▶ _Exercise prompt_: Within the listing below, filter for "belt" and copy every matching line.

++++++++

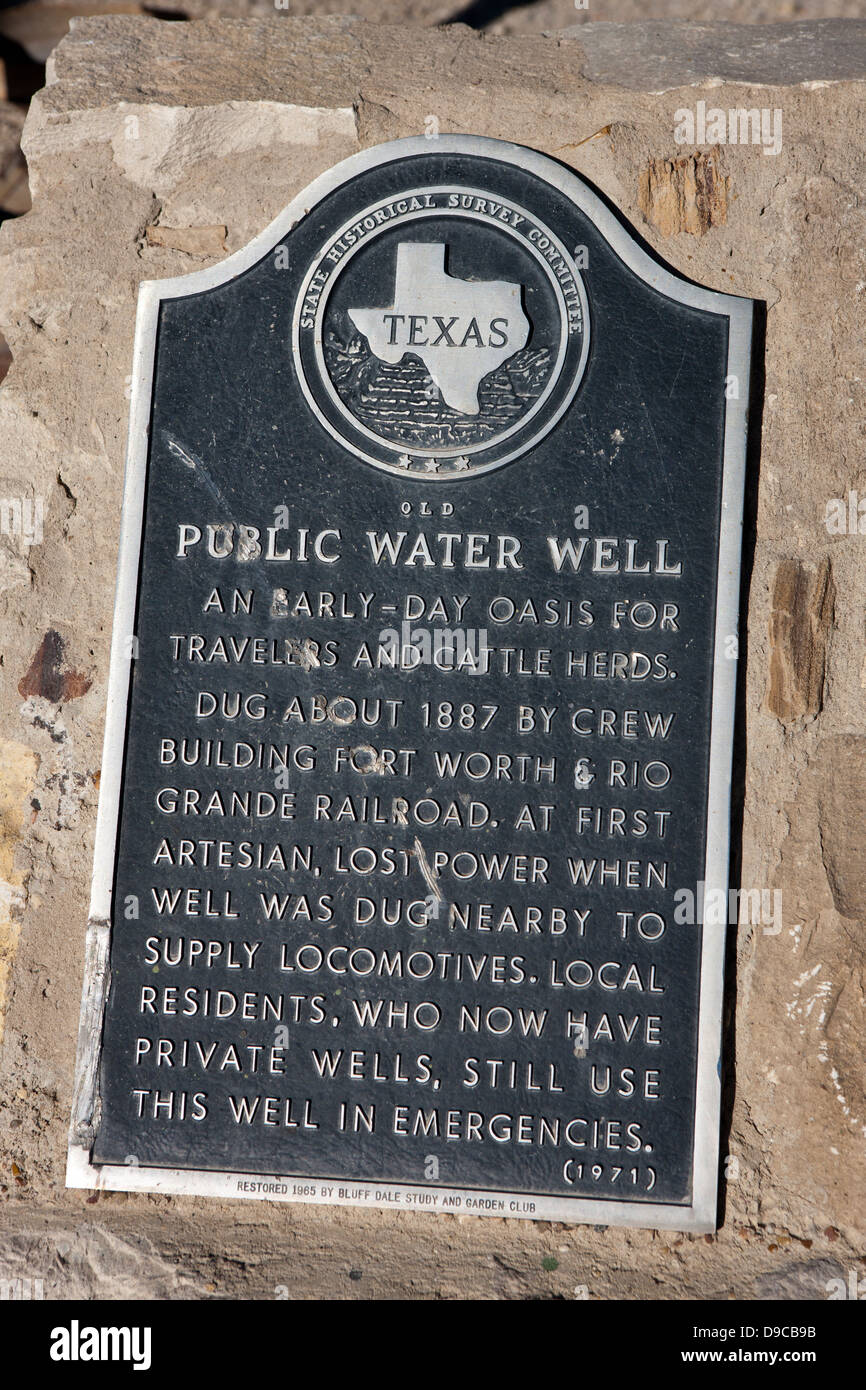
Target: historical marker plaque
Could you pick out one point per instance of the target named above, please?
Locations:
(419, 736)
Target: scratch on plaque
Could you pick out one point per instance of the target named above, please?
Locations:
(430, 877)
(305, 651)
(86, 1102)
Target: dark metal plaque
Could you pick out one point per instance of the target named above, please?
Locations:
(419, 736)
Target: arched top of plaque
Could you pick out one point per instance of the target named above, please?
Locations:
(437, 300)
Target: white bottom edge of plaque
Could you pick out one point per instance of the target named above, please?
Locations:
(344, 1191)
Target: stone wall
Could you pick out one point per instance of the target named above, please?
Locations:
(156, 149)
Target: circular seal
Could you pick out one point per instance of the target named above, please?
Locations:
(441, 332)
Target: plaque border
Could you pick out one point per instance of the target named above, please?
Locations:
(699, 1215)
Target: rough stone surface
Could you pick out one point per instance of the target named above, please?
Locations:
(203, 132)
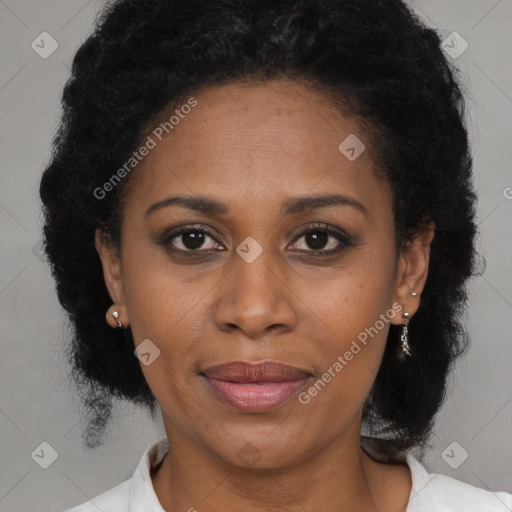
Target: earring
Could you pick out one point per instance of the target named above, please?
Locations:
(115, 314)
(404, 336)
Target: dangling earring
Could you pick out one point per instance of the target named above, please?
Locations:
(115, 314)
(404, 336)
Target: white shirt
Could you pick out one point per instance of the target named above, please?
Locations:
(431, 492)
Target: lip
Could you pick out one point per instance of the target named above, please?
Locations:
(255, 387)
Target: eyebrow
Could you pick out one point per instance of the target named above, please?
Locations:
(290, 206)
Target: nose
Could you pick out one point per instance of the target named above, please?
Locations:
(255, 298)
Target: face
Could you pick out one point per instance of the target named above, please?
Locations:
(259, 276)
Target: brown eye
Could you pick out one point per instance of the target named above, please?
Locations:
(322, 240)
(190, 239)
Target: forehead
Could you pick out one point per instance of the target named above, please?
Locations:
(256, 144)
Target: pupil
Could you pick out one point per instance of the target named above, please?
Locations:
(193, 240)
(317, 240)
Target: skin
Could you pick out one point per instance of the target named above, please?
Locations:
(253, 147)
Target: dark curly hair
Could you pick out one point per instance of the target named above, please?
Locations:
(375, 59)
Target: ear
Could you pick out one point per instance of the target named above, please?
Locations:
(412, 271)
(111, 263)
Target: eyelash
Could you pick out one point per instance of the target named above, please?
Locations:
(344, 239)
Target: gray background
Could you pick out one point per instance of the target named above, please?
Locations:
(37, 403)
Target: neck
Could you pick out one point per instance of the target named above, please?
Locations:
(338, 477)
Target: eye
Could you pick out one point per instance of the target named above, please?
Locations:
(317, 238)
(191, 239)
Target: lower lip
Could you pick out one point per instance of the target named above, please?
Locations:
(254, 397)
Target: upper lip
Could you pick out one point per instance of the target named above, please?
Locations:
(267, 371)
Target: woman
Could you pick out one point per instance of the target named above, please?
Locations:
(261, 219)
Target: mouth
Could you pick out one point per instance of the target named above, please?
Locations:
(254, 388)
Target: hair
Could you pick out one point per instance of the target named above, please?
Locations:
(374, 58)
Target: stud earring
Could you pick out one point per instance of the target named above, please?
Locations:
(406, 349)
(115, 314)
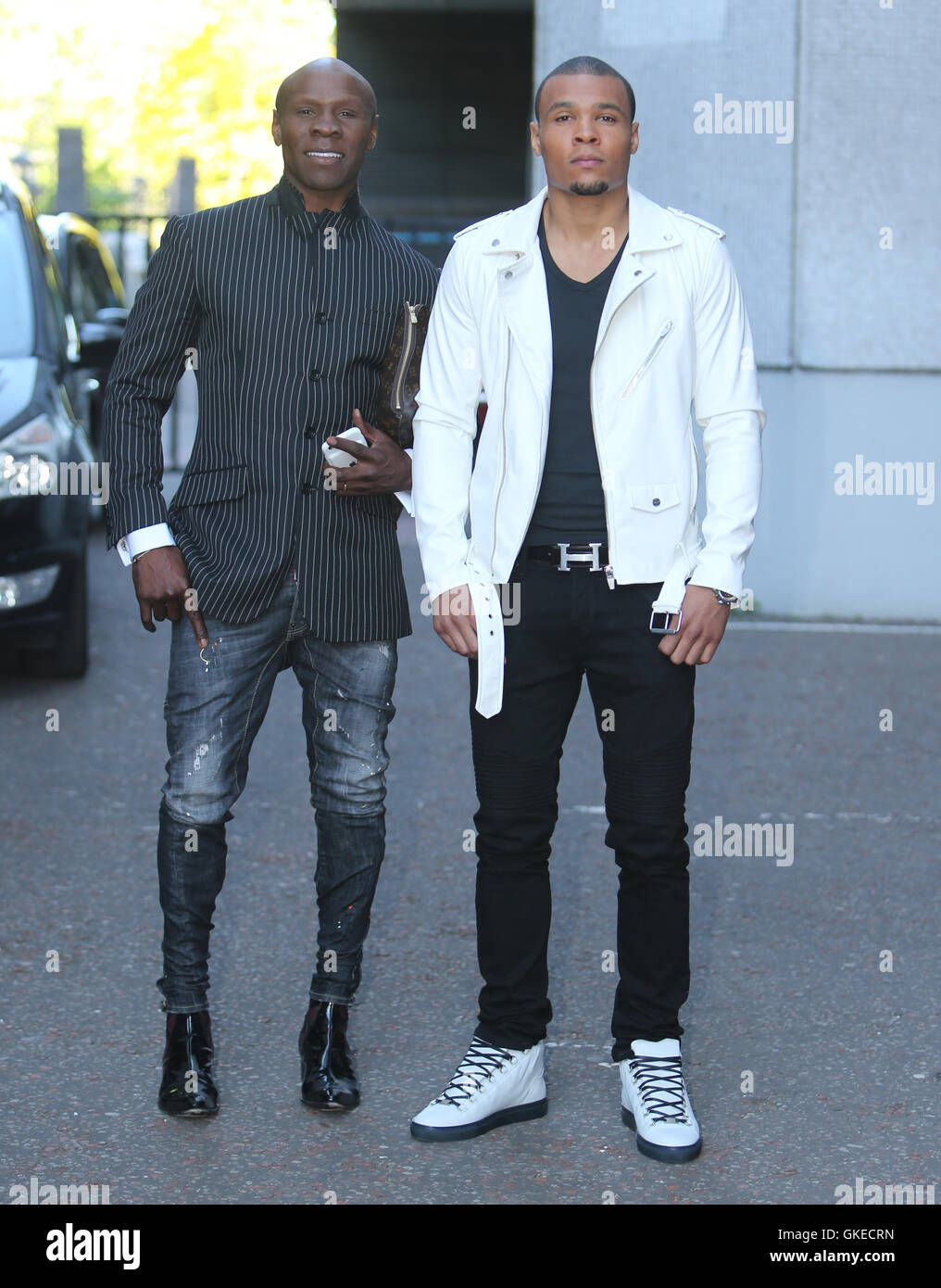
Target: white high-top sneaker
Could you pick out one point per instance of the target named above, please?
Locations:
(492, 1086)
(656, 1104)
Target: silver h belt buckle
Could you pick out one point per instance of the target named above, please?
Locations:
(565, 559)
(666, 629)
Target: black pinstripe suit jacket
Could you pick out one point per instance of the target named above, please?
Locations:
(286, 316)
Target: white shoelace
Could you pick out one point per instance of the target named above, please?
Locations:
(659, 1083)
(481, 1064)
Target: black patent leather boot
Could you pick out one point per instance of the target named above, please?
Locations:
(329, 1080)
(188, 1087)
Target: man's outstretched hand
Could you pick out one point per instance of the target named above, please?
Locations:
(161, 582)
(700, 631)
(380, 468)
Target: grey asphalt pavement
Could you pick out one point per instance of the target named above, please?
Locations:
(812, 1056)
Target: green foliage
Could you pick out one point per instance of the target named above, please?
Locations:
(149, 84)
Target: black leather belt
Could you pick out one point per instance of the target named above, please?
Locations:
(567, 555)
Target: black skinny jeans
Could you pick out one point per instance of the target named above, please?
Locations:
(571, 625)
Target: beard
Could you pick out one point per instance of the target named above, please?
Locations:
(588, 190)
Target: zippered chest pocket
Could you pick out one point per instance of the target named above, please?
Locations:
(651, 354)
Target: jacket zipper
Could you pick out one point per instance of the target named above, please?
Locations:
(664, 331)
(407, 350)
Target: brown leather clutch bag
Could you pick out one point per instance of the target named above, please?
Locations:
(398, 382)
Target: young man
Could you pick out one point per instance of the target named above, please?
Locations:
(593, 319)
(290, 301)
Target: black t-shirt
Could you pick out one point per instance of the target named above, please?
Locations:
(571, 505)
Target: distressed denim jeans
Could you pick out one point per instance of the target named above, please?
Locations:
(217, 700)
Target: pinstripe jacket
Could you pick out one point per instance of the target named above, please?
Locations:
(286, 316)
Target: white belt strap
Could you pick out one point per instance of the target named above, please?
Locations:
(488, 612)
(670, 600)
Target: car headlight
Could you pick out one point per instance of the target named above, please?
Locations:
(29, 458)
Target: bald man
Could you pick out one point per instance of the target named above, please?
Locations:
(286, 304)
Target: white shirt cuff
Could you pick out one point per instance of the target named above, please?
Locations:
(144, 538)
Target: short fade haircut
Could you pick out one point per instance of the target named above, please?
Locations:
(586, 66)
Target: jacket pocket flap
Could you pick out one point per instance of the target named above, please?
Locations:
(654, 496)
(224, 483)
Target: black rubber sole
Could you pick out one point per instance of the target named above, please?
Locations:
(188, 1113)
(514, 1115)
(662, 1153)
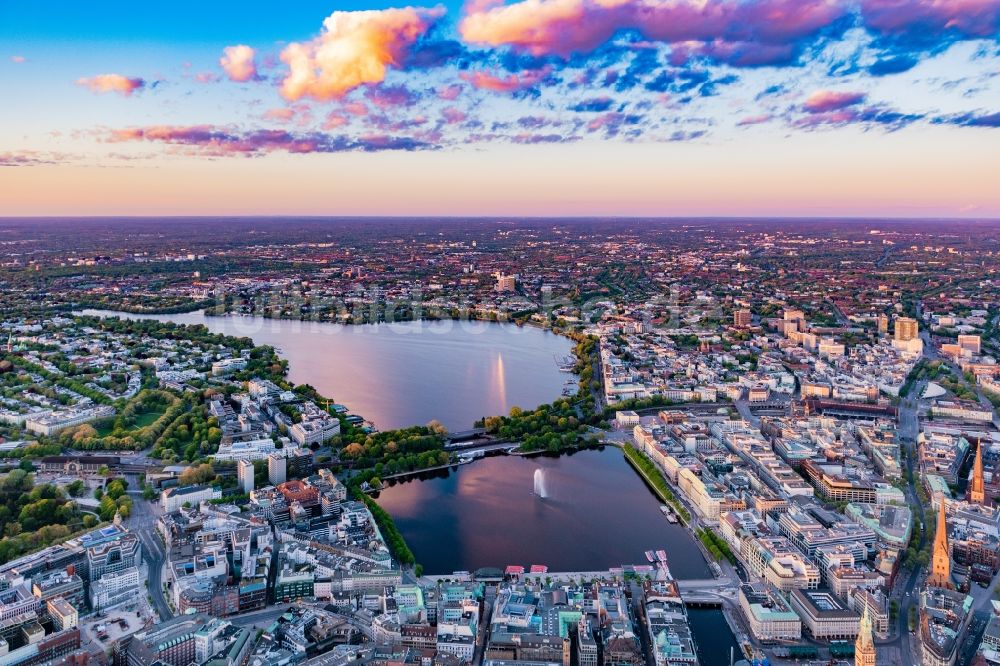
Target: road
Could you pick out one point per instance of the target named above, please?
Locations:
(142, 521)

++++++++

▶ _Expected output_:
Target: silver h belt buckle
Target: black leather belt
Target: white belt strap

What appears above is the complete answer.